Brief:
Please write out each of the rows below word for word, keeping every character unchanged.

[Object location annotation data]
########
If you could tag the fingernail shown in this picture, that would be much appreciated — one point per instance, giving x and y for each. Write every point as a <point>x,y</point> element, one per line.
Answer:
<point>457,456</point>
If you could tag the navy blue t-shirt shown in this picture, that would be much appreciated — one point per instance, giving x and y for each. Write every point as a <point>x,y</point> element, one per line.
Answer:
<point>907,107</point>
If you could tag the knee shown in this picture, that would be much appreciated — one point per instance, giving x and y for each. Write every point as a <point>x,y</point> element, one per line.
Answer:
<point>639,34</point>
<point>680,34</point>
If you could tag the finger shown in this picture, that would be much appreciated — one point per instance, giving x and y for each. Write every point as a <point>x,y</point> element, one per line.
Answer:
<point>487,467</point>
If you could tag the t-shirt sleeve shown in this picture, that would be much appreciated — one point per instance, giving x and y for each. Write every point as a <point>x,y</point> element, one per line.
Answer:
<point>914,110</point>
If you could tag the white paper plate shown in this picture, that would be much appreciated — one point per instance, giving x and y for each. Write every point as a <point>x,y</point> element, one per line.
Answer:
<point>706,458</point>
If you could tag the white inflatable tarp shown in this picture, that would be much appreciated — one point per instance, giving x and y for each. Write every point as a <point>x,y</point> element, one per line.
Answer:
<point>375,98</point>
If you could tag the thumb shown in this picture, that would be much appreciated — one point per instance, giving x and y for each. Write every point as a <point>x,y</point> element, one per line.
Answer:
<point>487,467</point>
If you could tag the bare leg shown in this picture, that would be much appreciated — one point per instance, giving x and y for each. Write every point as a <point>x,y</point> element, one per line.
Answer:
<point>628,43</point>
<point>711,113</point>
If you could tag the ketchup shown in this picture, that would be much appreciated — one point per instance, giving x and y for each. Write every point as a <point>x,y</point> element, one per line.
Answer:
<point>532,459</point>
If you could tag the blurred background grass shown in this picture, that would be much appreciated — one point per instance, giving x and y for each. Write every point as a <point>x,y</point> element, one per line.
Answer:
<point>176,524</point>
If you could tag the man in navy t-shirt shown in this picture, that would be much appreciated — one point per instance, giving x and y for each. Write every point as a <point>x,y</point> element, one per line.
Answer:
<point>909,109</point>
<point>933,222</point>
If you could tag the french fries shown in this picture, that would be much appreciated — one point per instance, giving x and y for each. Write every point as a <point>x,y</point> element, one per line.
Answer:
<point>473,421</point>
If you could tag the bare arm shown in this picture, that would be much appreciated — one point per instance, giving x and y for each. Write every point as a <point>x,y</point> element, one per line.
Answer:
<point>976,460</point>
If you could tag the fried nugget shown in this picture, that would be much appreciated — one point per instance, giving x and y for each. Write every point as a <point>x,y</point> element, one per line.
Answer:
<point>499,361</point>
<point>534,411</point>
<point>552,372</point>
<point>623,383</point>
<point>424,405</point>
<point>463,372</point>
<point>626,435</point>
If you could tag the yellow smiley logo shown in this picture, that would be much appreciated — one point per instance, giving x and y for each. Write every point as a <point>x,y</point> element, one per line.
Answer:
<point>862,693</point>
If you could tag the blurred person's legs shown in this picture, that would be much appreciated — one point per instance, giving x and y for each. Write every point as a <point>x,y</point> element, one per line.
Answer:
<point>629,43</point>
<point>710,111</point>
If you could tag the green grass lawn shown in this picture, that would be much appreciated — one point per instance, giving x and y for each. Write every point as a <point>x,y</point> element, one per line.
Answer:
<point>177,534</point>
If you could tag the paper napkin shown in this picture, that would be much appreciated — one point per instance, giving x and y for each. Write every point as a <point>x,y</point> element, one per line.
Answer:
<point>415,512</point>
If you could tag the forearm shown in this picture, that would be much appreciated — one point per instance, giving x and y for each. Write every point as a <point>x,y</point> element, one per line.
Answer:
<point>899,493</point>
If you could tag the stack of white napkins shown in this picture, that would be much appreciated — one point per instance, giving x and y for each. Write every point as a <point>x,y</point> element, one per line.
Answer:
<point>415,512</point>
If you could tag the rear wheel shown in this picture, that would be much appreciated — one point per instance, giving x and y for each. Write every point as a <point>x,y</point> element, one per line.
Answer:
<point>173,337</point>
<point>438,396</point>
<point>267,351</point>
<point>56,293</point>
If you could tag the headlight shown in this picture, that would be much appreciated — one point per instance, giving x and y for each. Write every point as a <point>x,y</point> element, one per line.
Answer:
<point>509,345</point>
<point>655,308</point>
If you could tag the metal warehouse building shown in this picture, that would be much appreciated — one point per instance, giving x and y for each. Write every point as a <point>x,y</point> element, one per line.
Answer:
########
Result below:
If you could tag the fingernail shown in this picture, that would be much appreciated — one point per instance, giving x and y for each. Write every point as a <point>x,y</point> element, one per line.
Answer:
<point>457,456</point>
If you could tag the navy blue t-shirt shown in this picture, that would be much appreciated — one point per instance, giving x and y for each. Write every point as a <point>x,y</point> element, one per line.
Answer:
<point>907,107</point>
If you could tag the knee shown in this picture, that would be much appreciated — one point per instance, giving x and y for each. Write every point as a <point>x,y</point> element, one per line.
Answer:
<point>639,34</point>
<point>680,34</point>
If you could tag the finger shown in this picture, that would be much appreciated — one point per instance, giving x and y for each. Write every point as a <point>x,y</point> element, one per line.
Answer:
<point>487,467</point>
If you could tag the t-shirt sleeve shown in this picture, that would be much appreciated — one point per instance, giving x and y for each. Write every point as a <point>x,y</point> element, one per line.
Answer:
<point>914,110</point>
If you could tag the white paper plate shown in this picture, that would be much appreciated — one point per instance, giving x and y for each. Write every point as a <point>x,y</point> element, one per line.
Answer:
<point>706,458</point>
If you could tag the white inflatable tarp shown in this picture, that would be much appreciated — one point per instance, giving x and y for each. Write every point as a <point>x,y</point> element, one per line.
Answer:
<point>375,98</point>
If you could tag the thumb shown in this picture, that would be much appreciated — one point per instance, giving x and y for each. Write every point as a <point>x,y</point> element, one per line.
Answer:
<point>487,467</point>
If you could tag the bare leg shown in this picture, that would be much appreciated — one point per instance, giving x and y for each. Write every point as a <point>x,y</point> element, one per line.
Answer:
<point>628,43</point>
<point>711,113</point>
If you could tag the ketchup shown in this picture, that would be much appreciated — one point per instance, giving x and y for each. Write every point as a <point>x,y</point> element, one per line.
Answer:
<point>532,459</point>
If you could tag the blurred background grass shown in this picture, that would be much appreciated — one point per instance, giving x and y for each. Write every point as a <point>x,y</point> element, one per line.
Answer:
<point>176,524</point>
If you could tag the man in navy t-shirt shown in this picture, that would be much appreciated — one point per instance, giving x and y for each. Write every point as a <point>x,y</point> element, one per line.
Answer:
<point>909,109</point>
<point>933,222</point>
If you could tag the french fries shown in this picture, that would be much appreciated — one point per instance, giving x and y for each. Write every point as a <point>x,y</point> element, one per line.
Answer:
<point>473,421</point>
If you could tag the bare arm shown in this picture, that would be much appreciated — one point per instance, giving x and y for each. Write every point as a <point>x,y</point> element, one per line.
Answer:
<point>976,460</point>
If you could tag the fried nugget shown in this picture, that would be much appreciated — one point per instance, giving x and y for each. Write every point as a <point>x,y</point> element, one per line.
Answer:
<point>499,361</point>
<point>534,411</point>
<point>552,372</point>
<point>623,383</point>
<point>424,405</point>
<point>463,372</point>
<point>626,435</point>
If you could tag the yellow smiley logo shown in this picture, that would be much appreciated — one point per instance, giving x and y for each. Write every point as a <point>x,y</point> element, one per line.
Answer:
<point>862,693</point>
If you could tag the blurred person's legs shown in this picture, that would be much appreciated — one point per instance, giving x and y for each. Write every point as a <point>x,y</point> element, one per line.
Answer:
<point>629,43</point>
<point>710,111</point>
If you could tag the green grass lawn shown in this picture, that would be much appreciated — one point per instance, giving x and y for each. Write every point as a <point>x,y</point> element, one per line.
Answer:
<point>177,534</point>
If you could tag the paper napkin shown in this picture, that would be much appreciated — one point per instance, giving x and y for each. Write every point as a <point>x,y</point> element, one per line.
Answer:
<point>415,512</point>
If you could tag the forearm shown in this picture, that would be much appreciated — one point per instance, giving x and y for each. Write every point as a <point>x,y</point> element, one per line.
Answer:
<point>899,493</point>
If you could tag the stack of white napkins shown in this picture, that would be much appreciated — one point per instance, giving x and y for each. Write every point as a <point>x,y</point> element, one per line.
Answer:
<point>415,512</point>
If you could tag the rear wheel shown in this picture, that would be much appreciated — one point per instance, giving x and y for each. Write every point as a <point>x,y</point> element, one per line.
Answer:
<point>173,337</point>
<point>438,396</point>
<point>267,351</point>
<point>56,293</point>
If you could tag the headlight shown in this picture, that would be much appreciated — one point per instance, giving x and y for each. Write every point as a <point>x,y</point> element, one per line.
Answer:
<point>509,345</point>
<point>655,308</point>
If you could tag the metal warehouse building shown in this picture, that would be much appreciated — one point per instance, giving x and y for each. Write every point as a <point>x,y</point> element, one per line.
Answer:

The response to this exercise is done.